▶ Brief 1: According to the German Bible Society text, in what year was the Canstein Bible Institution founded?

▶ Page extract:
The Deutsche Bibelgesellschaft ("German Bible Society") is a religious foundation regulated by public law. It is involved in publishing and in spreading the message of the Bible.

The Society publishes the Bible in the original languages and in translation, as well as the texts of the Apocrypha and scholarly works in biblical studies.

== History ==
In 1965, independent regional Bible Societies came together as the Protestant Bible Organisation. The German Bible Society was formed in 1981 when this organization joined with the German Bible Foundation, made up of the Bible Societies of the Protestant Churches of the German states. The Society is based in the Möhringen district of Stuttgart. Its origins can be traced back to, among other things, the Canstein Bible Institution, founded in 1710.

- Published books
The German Bible Society's publishing operations cover more than 700 books and other products, of which 300 are Bible editions. It distributes more than 400,000 Bibles annually, mainly Martin Luther's translation of the Bible and the modern Good News Bible. The Society publishes the internationally accepted base texts for Bible translation: the Biblia Hebraica Stuttgartensia, the Novum Testamentum Graece and the Greek New Testament. Its publications also include Children's Bibles, electronic Bibles and Bibles in other formats.

▶ Brief 2: Format the listing lines from the one containing "Can you confirm whether any sky" down through the one containing "[286,145,300,162]" as a Markdown table, leaving out blank lines. Give it two columns: Row for the row number and Line for the line itself.

▶ Rows of box annotation data:
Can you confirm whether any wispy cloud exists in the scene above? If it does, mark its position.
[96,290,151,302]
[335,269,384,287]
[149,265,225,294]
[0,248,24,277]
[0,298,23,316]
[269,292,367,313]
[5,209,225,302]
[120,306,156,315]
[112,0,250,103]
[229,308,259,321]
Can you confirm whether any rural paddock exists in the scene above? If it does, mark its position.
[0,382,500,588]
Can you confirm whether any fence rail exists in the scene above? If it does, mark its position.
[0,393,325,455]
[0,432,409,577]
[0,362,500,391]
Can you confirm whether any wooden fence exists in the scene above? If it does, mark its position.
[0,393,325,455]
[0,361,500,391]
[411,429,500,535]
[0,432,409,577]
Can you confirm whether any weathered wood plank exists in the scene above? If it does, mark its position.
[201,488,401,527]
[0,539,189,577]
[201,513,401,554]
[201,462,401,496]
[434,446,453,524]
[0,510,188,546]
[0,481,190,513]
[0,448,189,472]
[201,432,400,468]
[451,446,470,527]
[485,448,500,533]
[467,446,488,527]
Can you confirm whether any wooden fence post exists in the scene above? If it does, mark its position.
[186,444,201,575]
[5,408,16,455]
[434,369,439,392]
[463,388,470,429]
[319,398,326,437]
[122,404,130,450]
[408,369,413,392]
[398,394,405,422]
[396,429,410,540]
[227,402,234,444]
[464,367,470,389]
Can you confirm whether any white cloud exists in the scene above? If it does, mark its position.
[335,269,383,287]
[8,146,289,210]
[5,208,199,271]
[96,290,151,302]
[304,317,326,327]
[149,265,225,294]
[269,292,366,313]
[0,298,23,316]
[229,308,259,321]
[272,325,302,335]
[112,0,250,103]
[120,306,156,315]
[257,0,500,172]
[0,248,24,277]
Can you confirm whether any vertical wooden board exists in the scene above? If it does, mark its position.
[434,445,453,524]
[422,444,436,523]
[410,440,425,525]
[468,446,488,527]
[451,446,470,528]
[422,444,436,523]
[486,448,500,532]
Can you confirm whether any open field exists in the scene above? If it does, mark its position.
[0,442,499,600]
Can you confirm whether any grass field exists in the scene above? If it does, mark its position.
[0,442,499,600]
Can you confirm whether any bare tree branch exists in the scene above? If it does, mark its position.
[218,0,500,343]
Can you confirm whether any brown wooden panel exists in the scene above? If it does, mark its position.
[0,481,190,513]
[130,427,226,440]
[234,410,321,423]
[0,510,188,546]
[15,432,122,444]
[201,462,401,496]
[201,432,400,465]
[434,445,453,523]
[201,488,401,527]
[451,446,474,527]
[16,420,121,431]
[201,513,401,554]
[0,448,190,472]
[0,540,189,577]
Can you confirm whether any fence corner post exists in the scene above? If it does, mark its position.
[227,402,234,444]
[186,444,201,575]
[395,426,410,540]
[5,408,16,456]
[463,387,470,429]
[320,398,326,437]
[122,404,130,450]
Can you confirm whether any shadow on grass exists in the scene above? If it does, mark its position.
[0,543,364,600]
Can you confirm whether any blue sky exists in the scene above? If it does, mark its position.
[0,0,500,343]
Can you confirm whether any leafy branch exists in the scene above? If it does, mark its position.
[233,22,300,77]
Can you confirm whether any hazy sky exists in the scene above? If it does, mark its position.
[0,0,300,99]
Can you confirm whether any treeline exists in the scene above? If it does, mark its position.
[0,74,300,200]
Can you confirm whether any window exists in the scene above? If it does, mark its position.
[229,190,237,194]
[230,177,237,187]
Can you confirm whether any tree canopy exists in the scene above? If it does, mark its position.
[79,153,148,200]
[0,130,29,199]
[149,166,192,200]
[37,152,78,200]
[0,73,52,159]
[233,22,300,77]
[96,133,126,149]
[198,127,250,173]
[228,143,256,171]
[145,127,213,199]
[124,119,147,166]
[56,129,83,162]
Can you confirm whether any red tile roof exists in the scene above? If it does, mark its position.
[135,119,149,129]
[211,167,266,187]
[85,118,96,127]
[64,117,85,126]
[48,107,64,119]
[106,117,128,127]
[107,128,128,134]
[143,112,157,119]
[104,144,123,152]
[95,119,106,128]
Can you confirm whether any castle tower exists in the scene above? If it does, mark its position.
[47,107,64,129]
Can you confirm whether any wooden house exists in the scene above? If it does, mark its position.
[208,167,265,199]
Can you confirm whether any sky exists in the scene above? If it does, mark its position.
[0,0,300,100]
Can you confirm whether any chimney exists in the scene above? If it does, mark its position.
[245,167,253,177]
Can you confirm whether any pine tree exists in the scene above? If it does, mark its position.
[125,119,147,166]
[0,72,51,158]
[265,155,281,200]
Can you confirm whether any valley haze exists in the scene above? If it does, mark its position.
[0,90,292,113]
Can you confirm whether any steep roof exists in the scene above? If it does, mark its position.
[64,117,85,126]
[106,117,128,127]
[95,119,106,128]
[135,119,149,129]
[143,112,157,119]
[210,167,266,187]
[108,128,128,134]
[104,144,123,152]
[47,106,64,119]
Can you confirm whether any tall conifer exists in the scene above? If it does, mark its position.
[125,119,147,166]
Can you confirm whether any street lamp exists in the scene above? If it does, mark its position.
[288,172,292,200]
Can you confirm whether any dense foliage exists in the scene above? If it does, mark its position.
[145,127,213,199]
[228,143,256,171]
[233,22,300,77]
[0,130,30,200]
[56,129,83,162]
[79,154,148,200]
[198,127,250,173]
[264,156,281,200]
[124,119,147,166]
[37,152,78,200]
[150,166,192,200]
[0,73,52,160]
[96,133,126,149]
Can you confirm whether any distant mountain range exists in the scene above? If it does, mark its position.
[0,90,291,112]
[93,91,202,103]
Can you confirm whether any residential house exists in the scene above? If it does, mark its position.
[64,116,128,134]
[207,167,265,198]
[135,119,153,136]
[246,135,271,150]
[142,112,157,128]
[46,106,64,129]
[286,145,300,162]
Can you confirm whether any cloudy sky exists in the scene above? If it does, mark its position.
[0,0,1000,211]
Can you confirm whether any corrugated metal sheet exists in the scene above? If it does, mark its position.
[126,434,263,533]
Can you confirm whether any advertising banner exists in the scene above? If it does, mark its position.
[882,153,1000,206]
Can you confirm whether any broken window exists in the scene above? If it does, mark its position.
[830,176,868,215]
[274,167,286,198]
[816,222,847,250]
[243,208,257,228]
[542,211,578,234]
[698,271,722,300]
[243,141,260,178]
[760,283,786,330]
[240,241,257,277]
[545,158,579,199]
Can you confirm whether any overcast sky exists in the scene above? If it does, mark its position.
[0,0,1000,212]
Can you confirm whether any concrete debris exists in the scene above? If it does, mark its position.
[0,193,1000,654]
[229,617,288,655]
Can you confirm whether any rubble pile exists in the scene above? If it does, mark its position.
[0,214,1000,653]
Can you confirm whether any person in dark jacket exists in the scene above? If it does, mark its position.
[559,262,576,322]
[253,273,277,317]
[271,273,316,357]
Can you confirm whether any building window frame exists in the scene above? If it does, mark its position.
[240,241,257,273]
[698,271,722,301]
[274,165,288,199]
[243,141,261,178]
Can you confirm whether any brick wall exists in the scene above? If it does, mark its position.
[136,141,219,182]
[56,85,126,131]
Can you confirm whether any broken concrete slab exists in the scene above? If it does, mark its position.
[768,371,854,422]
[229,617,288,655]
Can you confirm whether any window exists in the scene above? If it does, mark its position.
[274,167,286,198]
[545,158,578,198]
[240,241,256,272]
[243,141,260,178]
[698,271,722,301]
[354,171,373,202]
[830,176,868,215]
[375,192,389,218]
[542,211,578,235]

▶ Answer 1: 1710

▶ Answer 2:
| Row | Line |
|---|---|
| 1 | Can you confirm whether any sky exists in the scene above? If it does, mark its position. |
| 2 | [0,0,300,100] |
| 3 | Can you confirm whether any chimney exists in the scene above? If it does, mark its position. |
| 4 | [245,167,253,177] |
| 5 | Can you confirm whether any pine tree exists in the scene above? If it does, mark its position. |
| 6 | [125,119,147,166] |
| 7 | [0,72,51,158] |
| 8 | [265,155,281,200] |
| 9 | Can you confirm whether any valley haze exists in the scene above? If it does, mark its position. |
| 10 | [0,90,292,113] |
| 11 | Can you confirm whether any steep roof exists in the scene above? If it does, mark its position. |
| 12 | [64,117,85,126] |
| 13 | [106,117,128,127] |
| 14 | [95,119,106,128] |
| 15 | [135,119,149,129] |
| 16 | [143,112,157,119] |
| 17 | [210,167,266,187] |
| 18 | [108,128,128,134] |
| 19 | [104,144,123,152] |
| 20 | [47,106,64,119] |
| 21 | Can you confirm whether any tall conifer exists in the scene above? If it does, mark its position. |
| 22 | [125,119,147,166] |
| 23 | Can you confirm whether any street lamp exists in the scene above? If it does, mark its position. |
| 24 | [288,172,292,200] |
| 25 | Can you confirm whether any dense foliage exists in the scene above? If it does, mark its position. |
| 26 | [145,127,213,199] |
| 27 | [228,143,256,171] |
| 28 | [233,22,300,77] |
| 29 | [0,130,30,200] |
| 30 | [56,129,83,162] |
| 31 | [79,154,148,200] |
| 32 | [198,127,250,173] |
| 33 | [264,156,281,200] |
| 34 | [124,119,147,166] |
| 35 | [37,152,78,200] |
| 36 | [150,166,192,200] |
| 37 | [0,73,52,160] |
| 38 | [96,133,126,149] |
| 39 | Can you confirm whether any distant mountain range exists in the scene above? If it does, mark its position. |
| 40 | [0,90,291,112] |
| 41 | [93,91,202,103] |
| 42 | Can you confirm whether any residential house exists in the scene above? If it does, mark its position. |
| 43 | [64,116,128,134] |
| 44 | [207,167,265,198] |
| 45 | [135,119,153,136] |
| 46 | [246,135,271,150] |
| 47 | [142,112,157,128] |
| 48 | [46,106,64,129] |
| 49 | [286,145,300,162] |